*DATA*:
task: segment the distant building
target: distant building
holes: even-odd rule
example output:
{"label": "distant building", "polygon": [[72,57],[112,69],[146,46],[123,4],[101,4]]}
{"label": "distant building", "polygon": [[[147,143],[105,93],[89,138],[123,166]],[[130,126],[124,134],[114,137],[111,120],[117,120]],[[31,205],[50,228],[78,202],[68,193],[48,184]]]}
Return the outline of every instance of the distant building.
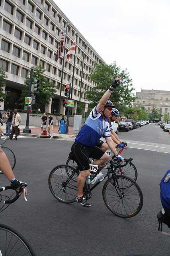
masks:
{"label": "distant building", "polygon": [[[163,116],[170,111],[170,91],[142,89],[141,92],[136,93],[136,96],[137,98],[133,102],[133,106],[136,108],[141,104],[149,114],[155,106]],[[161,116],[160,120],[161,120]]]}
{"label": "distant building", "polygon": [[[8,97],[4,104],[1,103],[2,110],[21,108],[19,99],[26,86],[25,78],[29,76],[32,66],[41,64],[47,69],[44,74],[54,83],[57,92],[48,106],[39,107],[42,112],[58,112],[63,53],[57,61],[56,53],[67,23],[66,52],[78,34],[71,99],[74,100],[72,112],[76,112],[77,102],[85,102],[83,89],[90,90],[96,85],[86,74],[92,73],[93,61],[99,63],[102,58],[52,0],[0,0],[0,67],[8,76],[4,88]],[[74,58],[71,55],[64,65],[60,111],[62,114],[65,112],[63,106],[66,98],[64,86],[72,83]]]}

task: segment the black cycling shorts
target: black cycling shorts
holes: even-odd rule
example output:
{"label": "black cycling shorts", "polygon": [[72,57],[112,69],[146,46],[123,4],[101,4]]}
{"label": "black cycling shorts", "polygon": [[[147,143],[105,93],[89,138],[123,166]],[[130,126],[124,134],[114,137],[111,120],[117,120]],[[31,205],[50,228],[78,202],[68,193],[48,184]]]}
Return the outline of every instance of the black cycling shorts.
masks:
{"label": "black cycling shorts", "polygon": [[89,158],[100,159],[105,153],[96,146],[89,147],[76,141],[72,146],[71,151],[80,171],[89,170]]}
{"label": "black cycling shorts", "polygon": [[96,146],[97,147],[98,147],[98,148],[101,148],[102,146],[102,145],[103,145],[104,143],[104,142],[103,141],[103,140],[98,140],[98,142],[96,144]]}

==

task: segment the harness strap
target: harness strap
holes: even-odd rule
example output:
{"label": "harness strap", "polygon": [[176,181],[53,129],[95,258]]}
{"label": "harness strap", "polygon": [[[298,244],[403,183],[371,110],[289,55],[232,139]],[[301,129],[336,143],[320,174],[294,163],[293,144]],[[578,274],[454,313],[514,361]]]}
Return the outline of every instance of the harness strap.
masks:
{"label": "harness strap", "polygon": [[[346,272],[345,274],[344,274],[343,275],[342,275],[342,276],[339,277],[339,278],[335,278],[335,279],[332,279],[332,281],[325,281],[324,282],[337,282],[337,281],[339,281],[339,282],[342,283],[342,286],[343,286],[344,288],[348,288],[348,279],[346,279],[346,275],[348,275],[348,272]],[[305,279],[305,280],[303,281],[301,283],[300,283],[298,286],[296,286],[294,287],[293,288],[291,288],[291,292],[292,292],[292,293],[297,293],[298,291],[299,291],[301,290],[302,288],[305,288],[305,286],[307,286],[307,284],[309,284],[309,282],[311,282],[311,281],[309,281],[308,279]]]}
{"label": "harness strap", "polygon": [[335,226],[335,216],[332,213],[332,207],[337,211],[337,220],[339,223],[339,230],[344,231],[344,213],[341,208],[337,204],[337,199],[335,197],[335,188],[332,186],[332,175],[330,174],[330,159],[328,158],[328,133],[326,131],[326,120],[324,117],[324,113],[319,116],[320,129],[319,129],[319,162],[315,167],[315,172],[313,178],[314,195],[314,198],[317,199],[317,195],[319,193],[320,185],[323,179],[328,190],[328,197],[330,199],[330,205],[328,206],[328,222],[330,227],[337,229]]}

*WHAT THE TASK ASKS*: Report each line above that contains the string "black", copying every such line in full.

*TASK RESULT*:
task: segment the black cycling shorts
target: black cycling shorts
{"label": "black cycling shorts", "polygon": [[72,57],[112,69],[146,46],[123,4],[101,4]]}
{"label": "black cycling shorts", "polygon": [[[147,143],[105,93],[89,138],[123,166]],[[130,126],[124,134],[114,137],[111,120],[117,120]],[[31,205],[50,228],[78,202],[68,193],[48,184]]]}
Return the outline of every instance of the black cycling shorts.
{"label": "black cycling shorts", "polygon": [[89,158],[100,159],[105,153],[96,146],[89,147],[76,141],[72,146],[71,151],[80,171],[89,170]]}
{"label": "black cycling shorts", "polygon": [[96,146],[97,147],[98,147],[98,148],[101,148],[102,146],[102,145],[103,145],[104,143],[104,142],[103,141],[103,140],[98,140],[98,142],[96,144]]}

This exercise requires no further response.